Set exercise =
Can you put every line of the records below into a Markdown table with the columns "No." and "Text", numbering the rows in order and leaving out any blank lines?

-- START Extracted entries --

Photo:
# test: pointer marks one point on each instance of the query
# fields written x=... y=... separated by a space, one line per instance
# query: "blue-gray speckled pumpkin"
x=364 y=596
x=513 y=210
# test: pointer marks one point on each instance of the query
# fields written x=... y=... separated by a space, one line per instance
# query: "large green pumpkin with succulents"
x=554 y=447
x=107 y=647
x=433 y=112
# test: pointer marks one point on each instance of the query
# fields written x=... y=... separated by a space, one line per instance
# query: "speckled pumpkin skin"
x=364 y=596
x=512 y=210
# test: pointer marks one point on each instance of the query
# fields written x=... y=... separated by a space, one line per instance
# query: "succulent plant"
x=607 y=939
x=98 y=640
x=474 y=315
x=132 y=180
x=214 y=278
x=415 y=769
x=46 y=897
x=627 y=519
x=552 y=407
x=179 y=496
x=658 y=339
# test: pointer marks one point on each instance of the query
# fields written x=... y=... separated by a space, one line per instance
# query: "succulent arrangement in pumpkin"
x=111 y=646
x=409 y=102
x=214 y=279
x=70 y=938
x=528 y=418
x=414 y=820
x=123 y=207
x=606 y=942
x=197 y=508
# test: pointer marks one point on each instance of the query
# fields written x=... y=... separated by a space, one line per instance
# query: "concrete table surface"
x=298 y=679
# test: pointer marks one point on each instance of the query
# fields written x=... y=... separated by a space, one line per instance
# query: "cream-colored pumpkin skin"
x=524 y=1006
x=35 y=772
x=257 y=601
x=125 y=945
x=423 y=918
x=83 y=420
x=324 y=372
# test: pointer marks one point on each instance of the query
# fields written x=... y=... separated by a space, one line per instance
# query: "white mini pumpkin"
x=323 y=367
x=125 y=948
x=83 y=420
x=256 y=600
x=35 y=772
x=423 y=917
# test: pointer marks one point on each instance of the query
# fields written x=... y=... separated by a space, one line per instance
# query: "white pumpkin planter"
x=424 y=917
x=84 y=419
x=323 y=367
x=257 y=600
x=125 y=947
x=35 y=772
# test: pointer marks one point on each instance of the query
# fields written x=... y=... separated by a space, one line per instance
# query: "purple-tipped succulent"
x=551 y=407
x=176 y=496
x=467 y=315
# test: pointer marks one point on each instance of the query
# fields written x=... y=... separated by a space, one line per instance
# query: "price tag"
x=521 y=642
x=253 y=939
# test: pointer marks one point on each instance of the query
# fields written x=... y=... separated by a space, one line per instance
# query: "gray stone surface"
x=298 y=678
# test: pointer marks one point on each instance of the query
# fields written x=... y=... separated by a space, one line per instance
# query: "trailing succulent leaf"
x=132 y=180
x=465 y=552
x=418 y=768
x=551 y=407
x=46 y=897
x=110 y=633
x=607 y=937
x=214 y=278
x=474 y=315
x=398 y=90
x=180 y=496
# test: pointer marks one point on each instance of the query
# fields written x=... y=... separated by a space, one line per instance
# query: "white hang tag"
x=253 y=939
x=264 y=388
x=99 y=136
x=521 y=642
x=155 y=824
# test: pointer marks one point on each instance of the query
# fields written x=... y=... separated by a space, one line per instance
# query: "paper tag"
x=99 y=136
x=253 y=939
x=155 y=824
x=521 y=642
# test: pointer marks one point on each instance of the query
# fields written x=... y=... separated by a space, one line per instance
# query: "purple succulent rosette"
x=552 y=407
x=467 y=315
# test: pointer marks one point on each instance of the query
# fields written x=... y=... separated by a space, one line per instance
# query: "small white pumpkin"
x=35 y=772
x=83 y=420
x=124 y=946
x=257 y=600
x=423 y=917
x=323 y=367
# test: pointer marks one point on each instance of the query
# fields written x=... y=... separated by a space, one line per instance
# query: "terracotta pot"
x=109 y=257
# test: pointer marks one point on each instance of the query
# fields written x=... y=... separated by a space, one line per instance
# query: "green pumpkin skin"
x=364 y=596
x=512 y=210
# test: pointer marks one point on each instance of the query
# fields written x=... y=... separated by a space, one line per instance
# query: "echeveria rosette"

-- END Extracted entries --

Correct result =
| No. | Text |
|---|---|
| 1 | Photo: |
| 2 | # test: pointer marks one point on each instance of the query |
| 3 | # fields written x=... y=... separated by a space, one line per instance |
| 4 | # query: "blue-gray speckled pumpkin" |
| 5 | x=364 y=596 |
| 6 | x=513 y=210 |
| 7 | # test: pointer marks one point on each instance of the query |
| 8 | # fields written x=... y=... separated by a space, one line per instance |
| 9 | # query: "large green pumpkin with succulents" |
| 10 | x=554 y=447 |
| 11 | x=107 y=647 |
| 12 | x=433 y=112 |
| 13 | # test: pointer marks one point on each instance of the query |
| 14 | # fields written x=... y=... separated by a space, one line per instance |
| 15 | # query: "speckled pumpkin skin" |
| 16 | x=364 y=596 |
| 17 | x=512 y=210 |
| 18 | # test: pointer marks one point on each instance of the query |
| 19 | # fields written x=... y=... separated by a space, one line per instance |
| 20 | # query: "succulent plant" |
| 21 | x=607 y=939 |
| 22 | x=98 y=640 |
| 23 | x=474 y=315 |
| 24 | x=132 y=180 |
| 25 | x=214 y=278 |
| 26 | x=415 y=769 |
| 27 | x=46 y=897 |
| 28 | x=627 y=519 |
| 29 | x=552 y=407 |
| 30 | x=179 y=496 |
| 31 | x=658 y=339 |
| 32 | # test: pointer marks one point on each instance of the query |
| 33 | # fields written x=... y=... separated by a space, one line per instance |
| 34 | # query: "succulent arrangement in pumpkin" |
| 35 | x=111 y=646 |
| 36 | x=409 y=102 |
| 37 | x=214 y=279 |
| 38 | x=70 y=938 |
| 39 | x=528 y=418 |
| 40 | x=414 y=820 |
| 41 | x=123 y=207 |
| 42 | x=606 y=942 |
| 43 | x=197 y=508 |
| 44 | # test: pointer marks one point on each instance of the query |
| 45 | # fields written x=... y=... separated by a space, one line per instance |
| 46 | # query: "concrete table surface" |
| 47 | x=298 y=679 |
| 48 | # test: pointer marks one point on each instance of the query |
| 49 | # fields written x=... y=... separated by a space, one line per instance |
| 50 | # query: "cream-colored pumpkin skin" |
| 51 | x=524 y=1006 |
| 52 | x=35 y=772 |
| 53 | x=257 y=601 |
| 54 | x=125 y=945 |
| 55 | x=423 y=918 |
| 56 | x=83 y=420 |
| 57 | x=324 y=372 |
| 58 | # test: pointer marks one point on each instance of the query |
| 59 | # fields written x=... y=... separated by a space, one line per instance |
| 60 | # query: "white mini pumpkin" |
| 61 | x=323 y=367 |
| 62 | x=125 y=948 |
| 63 | x=83 y=420 |
| 64 | x=256 y=600 |
| 65 | x=35 y=772 |
| 66 | x=423 y=917 |
| 67 | # test: pointer marks one point on each instance of the query |
| 68 | # fields written x=... y=... separated by a space, one line per instance |
| 69 | # query: "white pumpkin planter" |
| 70 | x=424 y=917 |
| 71 | x=84 y=419 |
| 72 | x=323 y=367 |
| 73 | x=257 y=600 |
| 74 | x=125 y=947 |
| 75 | x=35 y=772 |
| 76 | # test: pointer marks one point on each instance of the query |
| 77 | # fields written x=... y=... separated by a space, one line per instance |
| 78 | # query: "purple-tipped succulent" |
| 79 | x=551 y=407 |
| 80 | x=176 y=496 |
| 81 | x=467 y=315 |
| 82 | # test: pointer marks one point on each instance of the query |
| 83 | # fields written x=... y=... separated by a space, one line per instance |
| 84 | # query: "price tag" |
| 85 | x=521 y=642 |
| 86 | x=253 y=939 |
| 87 | # test: pointer marks one point on each instance of the query |
| 88 | # fields written x=... y=... separated by a space, one line per instance |
| 89 | # query: "gray stone surface" |
| 90 | x=298 y=678 |
| 91 | # test: pointer marks one point on each instance of the query |
| 92 | # fields written x=... y=... separated by a space, one line per instance |
| 93 | # query: "trailing succulent leaf" |
| 94 | x=132 y=180 |
| 95 | x=465 y=552 |
| 96 | x=418 y=768 |
| 97 | x=551 y=407 |
| 98 | x=46 y=897 |
| 99 | x=110 y=633 |
| 100 | x=607 y=937 |
| 101 | x=214 y=278 |
| 102 | x=474 y=315 |
| 103 | x=398 y=90 |
| 104 | x=180 y=496 |
| 105 | # test: pointer marks one point on each instance of the query |
| 106 | # fields written x=... y=... separated by a space, one line per instance |
| 107 | # query: "white hang tag" |
| 108 | x=253 y=939 |
| 109 | x=264 y=388 |
| 110 | x=99 y=136 |
| 111 | x=521 y=642 |
| 112 | x=155 y=824 |
| 113 | # test: pointer marks one point on each instance of the query |
| 114 | # fields written x=... y=... separated by a space, one line per instance |
| 115 | # query: "paper tag" |
| 116 | x=99 y=136 |
| 117 | x=253 y=939 |
| 118 | x=155 y=824 |
| 119 | x=521 y=642 |
| 120 | # test: pointer marks one point on each instance of the query |
| 121 | # fields written x=... y=... separated by a space, one line per instance |
| 122 | # query: "purple succulent rosette" |
| 123 | x=552 y=407 |
| 124 | x=467 y=315 |
| 125 | # test: pointer marks one point on each instance of the query |
| 126 | # fields written x=... y=... separated by a space, one line per instance |
| 127 | # query: "small white pumpkin" |
| 128 | x=35 y=772 |
| 129 | x=83 y=420 |
| 130 | x=124 y=946 |
| 131 | x=257 y=600 |
| 132 | x=423 y=917 |
| 133 | x=323 y=367 |
| 134 | # test: pointer marks one point on each instance of the query |
| 135 | # fields written x=... y=... separated by a space, one line per instance |
| 136 | # query: "terracotta pot" |
| 137 | x=109 y=257 |
| 138 | # test: pointer marks one point on each instance of the query |
| 139 | # fields written x=... y=... separated by a space, one line per instance |
| 140 | # query: "green pumpkin skin" |
| 141 | x=364 y=596 |
| 142 | x=512 y=210 |
| 143 | # test: pointer marks one point on each instance of the query |
| 144 | # fields written x=... y=... separated by a space, one line per instance |
| 145 | # query: "echeveria rosette" |